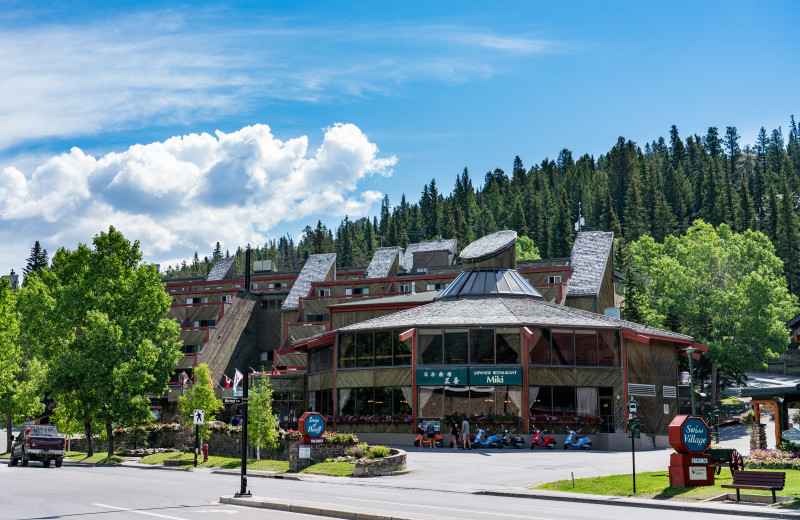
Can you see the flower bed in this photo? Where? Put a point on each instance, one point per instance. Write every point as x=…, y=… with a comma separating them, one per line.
x=581, y=420
x=771, y=459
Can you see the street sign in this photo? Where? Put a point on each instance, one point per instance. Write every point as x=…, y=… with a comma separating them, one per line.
x=634, y=431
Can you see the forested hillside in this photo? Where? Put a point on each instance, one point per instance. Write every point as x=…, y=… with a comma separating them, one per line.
x=656, y=189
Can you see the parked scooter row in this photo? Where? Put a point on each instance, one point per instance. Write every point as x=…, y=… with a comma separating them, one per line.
x=510, y=440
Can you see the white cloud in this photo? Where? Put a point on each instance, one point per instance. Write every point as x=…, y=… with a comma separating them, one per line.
x=188, y=192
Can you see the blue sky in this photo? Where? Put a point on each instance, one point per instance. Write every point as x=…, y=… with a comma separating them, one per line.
x=187, y=124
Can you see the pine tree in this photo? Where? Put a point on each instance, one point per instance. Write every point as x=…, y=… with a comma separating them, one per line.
x=517, y=219
x=608, y=219
x=635, y=214
x=787, y=244
x=561, y=228
x=37, y=260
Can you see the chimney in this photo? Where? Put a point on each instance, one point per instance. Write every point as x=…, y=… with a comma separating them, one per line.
x=247, y=269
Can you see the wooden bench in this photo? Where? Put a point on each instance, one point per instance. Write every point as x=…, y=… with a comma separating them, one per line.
x=767, y=480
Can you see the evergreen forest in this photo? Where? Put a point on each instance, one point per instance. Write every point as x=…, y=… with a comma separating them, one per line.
x=657, y=190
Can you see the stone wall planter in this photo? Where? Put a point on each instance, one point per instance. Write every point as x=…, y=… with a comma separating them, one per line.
x=369, y=468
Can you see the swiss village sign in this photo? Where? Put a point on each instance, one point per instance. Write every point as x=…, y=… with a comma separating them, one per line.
x=689, y=436
x=463, y=376
x=312, y=426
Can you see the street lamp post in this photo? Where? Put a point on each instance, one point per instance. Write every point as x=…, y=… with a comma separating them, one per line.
x=689, y=352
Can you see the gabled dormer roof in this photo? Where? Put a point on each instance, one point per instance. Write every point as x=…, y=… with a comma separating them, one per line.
x=590, y=254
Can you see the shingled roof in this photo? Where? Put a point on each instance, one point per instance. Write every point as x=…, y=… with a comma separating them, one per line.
x=590, y=254
x=500, y=310
x=316, y=269
x=382, y=262
x=442, y=244
x=220, y=269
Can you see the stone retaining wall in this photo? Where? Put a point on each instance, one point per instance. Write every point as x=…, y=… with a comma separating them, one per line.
x=368, y=468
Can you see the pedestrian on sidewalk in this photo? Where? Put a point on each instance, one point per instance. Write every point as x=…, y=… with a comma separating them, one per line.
x=431, y=434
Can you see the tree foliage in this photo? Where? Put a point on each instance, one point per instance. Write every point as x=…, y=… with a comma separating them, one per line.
x=725, y=289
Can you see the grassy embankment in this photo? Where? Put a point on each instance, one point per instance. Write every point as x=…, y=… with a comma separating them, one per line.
x=655, y=484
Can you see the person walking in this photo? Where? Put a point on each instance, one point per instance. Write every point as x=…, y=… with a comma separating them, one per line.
x=454, y=435
x=431, y=434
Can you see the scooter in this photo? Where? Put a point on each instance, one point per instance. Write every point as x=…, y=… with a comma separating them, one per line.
x=540, y=440
x=459, y=442
x=512, y=441
x=490, y=441
x=437, y=439
x=577, y=441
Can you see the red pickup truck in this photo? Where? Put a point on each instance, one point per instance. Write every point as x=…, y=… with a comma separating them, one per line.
x=39, y=442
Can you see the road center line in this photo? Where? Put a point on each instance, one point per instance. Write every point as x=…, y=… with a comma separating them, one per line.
x=449, y=509
x=140, y=512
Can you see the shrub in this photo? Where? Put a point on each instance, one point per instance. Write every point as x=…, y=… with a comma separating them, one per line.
x=358, y=451
x=378, y=452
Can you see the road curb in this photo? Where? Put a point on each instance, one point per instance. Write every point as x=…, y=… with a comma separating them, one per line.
x=722, y=509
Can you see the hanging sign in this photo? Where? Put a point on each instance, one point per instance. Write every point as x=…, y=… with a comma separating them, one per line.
x=492, y=376
x=442, y=376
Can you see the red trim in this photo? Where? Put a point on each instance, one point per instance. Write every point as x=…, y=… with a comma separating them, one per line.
x=641, y=338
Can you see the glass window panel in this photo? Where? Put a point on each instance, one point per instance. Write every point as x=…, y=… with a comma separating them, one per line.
x=508, y=346
x=586, y=348
x=365, y=402
x=609, y=348
x=563, y=348
x=383, y=348
x=365, y=349
x=402, y=350
x=543, y=403
x=509, y=399
x=455, y=346
x=399, y=403
x=383, y=400
x=564, y=399
x=481, y=350
x=481, y=400
x=347, y=350
x=456, y=399
x=431, y=400
x=430, y=347
x=540, y=347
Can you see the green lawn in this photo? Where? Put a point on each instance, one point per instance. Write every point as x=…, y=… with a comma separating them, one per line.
x=97, y=458
x=655, y=484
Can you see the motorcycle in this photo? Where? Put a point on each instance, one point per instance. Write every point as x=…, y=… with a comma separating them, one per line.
x=540, y=440
x=577, y=441
x=510, y=440
x=437, y=439
x=490, y=441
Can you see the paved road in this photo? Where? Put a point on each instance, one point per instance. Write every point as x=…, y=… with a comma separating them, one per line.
x=124, y=493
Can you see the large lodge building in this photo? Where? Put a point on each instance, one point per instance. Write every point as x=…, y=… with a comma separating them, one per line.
x=427, y=332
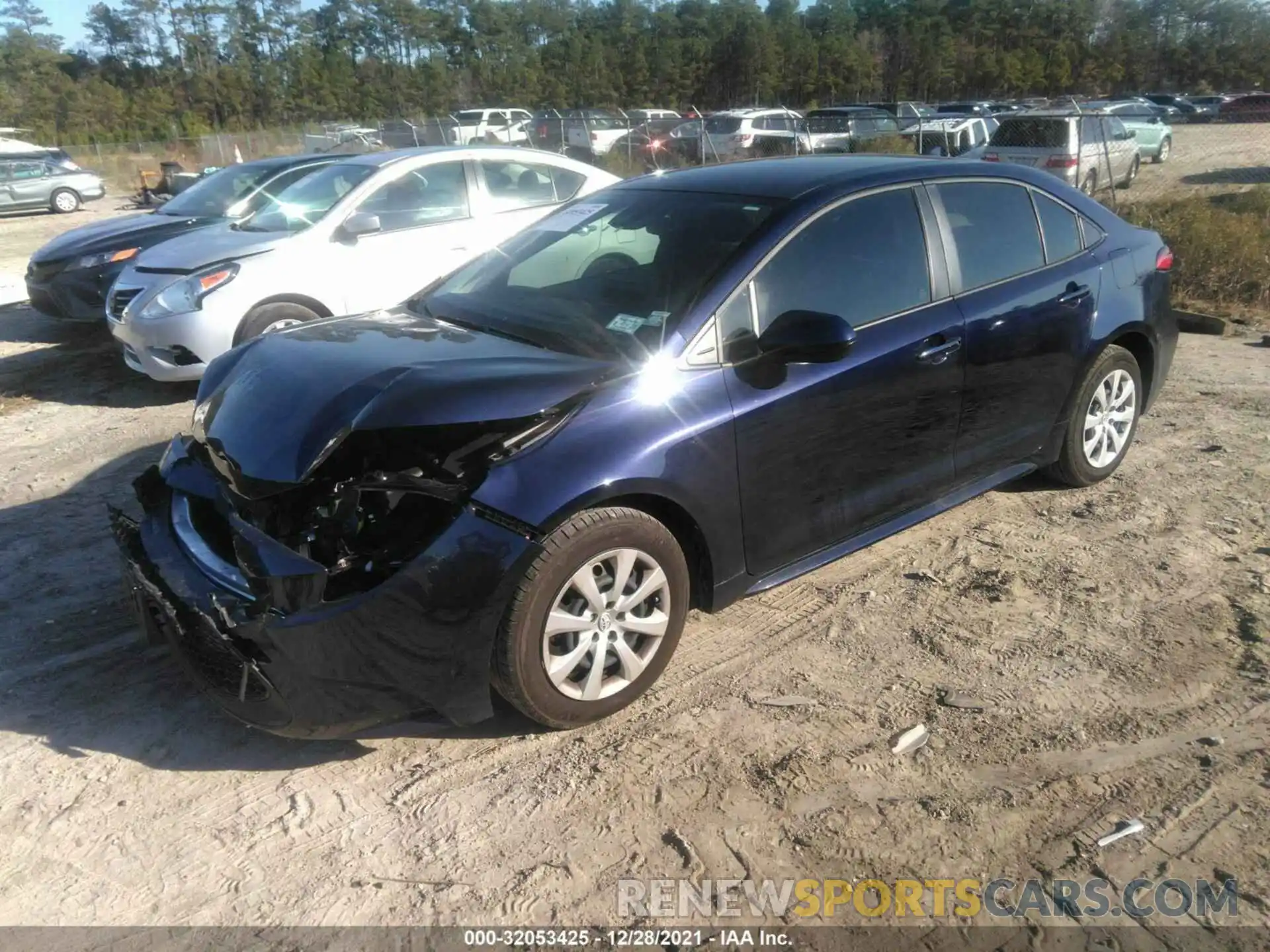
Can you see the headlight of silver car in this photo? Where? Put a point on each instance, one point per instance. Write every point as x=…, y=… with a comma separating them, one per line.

- - -

### What is required:
Exact copy, no pictures: set down all the entries again as they stand.

### Written answer:
Can you see the flower bed in this photo? Where? Put a point on each instance, one point per instance. Write every point as x=…, y=… with a comma separating them, one per line.
x=581, y=420
x=771, y=459
Can you see the street sign in this photo? Where? Put a point on each instance, one point per instance. Write every point as x=…, y=… with a comma separating them, one per line.
x=634, y=431
Can you see the forested hillside in this photo? Where? Put a point on each instance, one point per instance. Write every point as x=…, y=… with a comma separating them, one per line.
x=656, y=189
Can you see the parked scooter row in this photo? Where? Put a point on each instance, one point per instance. Write every point as x=…, y=… with a comma separating them, one per line.
x=510, y=440
Can you see the white cloud in this photo? Where? Put a point on each instance, one point per instance. Write every point as x=…, y=… with a comma separating them, one per line.
x=188, y=192
Can you see the blue sky in this photo? Where? Put a point on each instance, one point per instance. Write every point as x=…, y=… with a comma separating them, one per line.
x=187, y=124
Can you see the pine tree in this photo? Where? Put a point on each instance, one point per instance. Write every point as x=…, y=… with a comma separating them, one per line.
x=517, y=219
x=608, y=219
x=635, y=214
x=787, y=244
x=561, y=228
x=37, y=260
Can you see the chimney in this photo? Where? Put a point on each instance, one point per instance. Write every point as x=…, y=… with a comma separating them, one per line.
x=247, y=269
Can you see the wooden bench in this photo? Where? Put a point on each instance, one point per instance. Write every point as x=…, y=… with a comma separating them, one per line.
x=767, y=480
Can you see the evergreen forest in this photo? Where? Put a point on each instance, one point per instance. Write every point as x=…, y=… with a comma separating them, one per line.
x=657, y=190
Can you see the stone wall planter in this photo? Where? Put a point on each instance, one point per instance. Write every point as x=…, y=… with a comma separating them, one per line.
x=369, y=468
Can you see the swiss village sign in this photo? Where? Put a point on each instance, one point per instance. Write every point as x=…, y=… with a comma separating them, one per line.
x=689, y=436
x=463, y=376
x=312, y=426
Can you see the street lamp post in this photo? Where? Put a point on each instance, one point per instance. Write every point as x=…, y=… with a comma separating them, one per line.
x=689, y=352
Can you see the gabled dormer roof in this photo? Where? Put a point on each instance, one point per instance. Write every point as x=…, y=… with a comma separating them, one per line.
x=590, y=254
Can you see the shingled roof in this photo? Where? Put a point on each instance, one point per instance. Write every point as x=…, y=… with a comma separating them, one per line.
x=590, y=254
x=500, y=310
x=316, y=269
x=382, y=262
x=442, y=244
x=220, y=269
Can you see the stone retaining wall in this photo? Where? Put a point on each instance, one point per instance. Write every point as x=…, y=… with a comma separating them, one per line.
x=368, y=468
Can you see the pedestrian on sidewalk in this photo? Where? Put a point on each instance, one point per instance. Write every point as x=…, y=… with a comma separating them, one per line.
x=431, y=434
Can you see the tree foliage in this photo? Where? Put a point on each instance, one point per instance. Write every point as x=…, y=… with a comma separating them, one per line.
x=725, y=289
Can you see the grassy embankment in this photo? Where? Put a point on each instance, one point per instance. Write every point as x=…, y=… with a comma separating them, one per line.
x=655, y=484
Can you see the person walking in this photo? Where? Put a point on each instance, one point per instance. Write every point as x=…, y=… with a comma separating them, one per line.
x=454, y=435
x=431, y=434
Can you see the scooter in this photo? Where? Put a point on each instance, one point per instance. Write every point as x=…, y=… with a comma separating them, one per line.
x=540, y=440
x=459, y=442
x=512, y=441
x=490, y=441
x=437, y=439
x=577, y=441
Can you see the red pickup truck in this photo? Where? Put a point on each instance, one point per instance. Write every point as x=…, y=… with a comma separating them, one per line.
x=39, y=442
Can you see the road center line in this photo? Where? Put a point on each instance, one point per instance. Write every point as x=…, y=… with a comma separating them, one per line.
x=449, y=509
x=140, y=512
Can you see the shrub in this photo? Where? Put a point on each instance, one point per instance. Write every point as x=…, y=… with a comma separating them, one per line.
x=358, y=451
x=378, y=452
Can you see the road curb in this photo? Where? Put a point on each instance, one point per instance. Write every point as x=…, y=… with a comma separating them, one per line.
x=722, y=509
Can you see the hanging sign in this photo? Where? Put a point on each instance, one point per instance. Write every point as x=…, y=… with a comma separating them, one per line.
x=492, y=376
x=442, y=376
Can you see the red trim in this photo? Where? Put a point on each instance, one point per instance. Write every point as x=…, y=… with a comma separating them, one per line.
x=641, y=338
Can you see the glass window panel in this photo? Where? Put a point on each instance, one point per instance. Write every point as x=…, y=… with a comma separating them, one per line.
x=508, y=346
x=586, y=348
x=365, y=402
x=609, y=348
x=563, y=348
x=383, y=348
x=365, y=349
x=402, y=350
x=543, y=403
x=509, y=399
x=455, y=346
x=399, y=403
x=383, y=400
x=564, y=399
x=481, y=350
x=481, y=400
x=347, y=350
x=456, y=399
x=431, y=400
x=430, y=347
x=540, y=347
Can you see the green lawn in this photo? Where? Put a point on each instance, one point per instance. Write every point as x=…, y=… with a comma separating them, one per line.
x=97, y=458
x=655, y=484
Can you see the motorcycle in this photo? Where? Put a point on each instance, one point per instance. Write every point as x=…, y=… with a comma separating them, one per line.
x=540, y=440
x=577, y=441
x=510, y=440
x=437, y=439
x=490, y=441
Can you see the paved road in this photo? Where? Put a point on each instance, one point per instance. Write every point as x=…, y=… with a comma separating them, one per line.
x=124, y=493
Can you see the large lodge building in this photo? Where? Put a point on each instance, one point per instance. Write every point as x=…, y=… with a comma separating them, one per line.
x=427, y=332
Can you see the headlight of silver car in this photo? Where? Put a point on each instance, one point per instance. Write every point as x=…, y=… with a comma separating them, one per line.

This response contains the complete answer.